:: GIVEN TASK ::
Return, unchanged, the part of the entries below that opens with the line containing "target | perched bird" and closes with the final line of the entries.
______
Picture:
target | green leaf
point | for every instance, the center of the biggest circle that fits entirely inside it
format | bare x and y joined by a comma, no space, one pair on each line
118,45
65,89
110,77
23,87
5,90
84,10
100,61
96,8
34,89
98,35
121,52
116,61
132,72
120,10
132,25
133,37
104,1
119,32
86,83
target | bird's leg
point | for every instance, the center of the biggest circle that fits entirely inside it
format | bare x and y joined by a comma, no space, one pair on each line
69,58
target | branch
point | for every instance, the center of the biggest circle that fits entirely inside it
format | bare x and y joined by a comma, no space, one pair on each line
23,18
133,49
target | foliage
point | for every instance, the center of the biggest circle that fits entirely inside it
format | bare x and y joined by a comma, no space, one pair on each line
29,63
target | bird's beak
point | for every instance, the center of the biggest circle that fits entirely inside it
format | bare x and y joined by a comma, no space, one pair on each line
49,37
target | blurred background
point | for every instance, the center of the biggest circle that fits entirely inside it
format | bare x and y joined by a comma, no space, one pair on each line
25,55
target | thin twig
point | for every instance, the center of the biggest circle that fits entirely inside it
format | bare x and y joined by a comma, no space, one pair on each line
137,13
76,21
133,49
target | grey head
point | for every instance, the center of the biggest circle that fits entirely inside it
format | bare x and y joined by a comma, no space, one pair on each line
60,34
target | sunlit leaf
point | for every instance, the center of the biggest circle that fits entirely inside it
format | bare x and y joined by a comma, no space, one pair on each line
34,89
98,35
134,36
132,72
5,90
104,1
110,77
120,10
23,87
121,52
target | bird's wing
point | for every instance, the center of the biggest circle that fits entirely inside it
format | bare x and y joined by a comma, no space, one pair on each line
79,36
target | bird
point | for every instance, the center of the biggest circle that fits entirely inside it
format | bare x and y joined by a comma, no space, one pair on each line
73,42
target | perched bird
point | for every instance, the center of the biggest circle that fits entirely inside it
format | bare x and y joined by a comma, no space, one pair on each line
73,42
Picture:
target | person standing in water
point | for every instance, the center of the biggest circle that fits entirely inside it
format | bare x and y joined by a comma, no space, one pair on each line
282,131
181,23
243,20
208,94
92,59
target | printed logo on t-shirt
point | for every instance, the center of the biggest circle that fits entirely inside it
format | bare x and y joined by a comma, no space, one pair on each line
______
:: SOLUTION FOR THIS EXERCISE ::
target | perched bird
point | for every instance, the center of the biggest circle that fits entirely inside it
format | bare x and y joined by a comma, no space, one pair on each line
73,42
Picture:
target | person standing in water
point | for every instance, the center of the biggest circle that fits entirely inside it
format | bare x and y joined by a comma, no space, one pair on each line
282,131
181,23
243,20
208,94
92,59
target | printed logo on t-shirt
point | for every instance, the center of the biggest circle that fits entirely inside it
format | bare x and y joined by a comma, no space, one pair on each line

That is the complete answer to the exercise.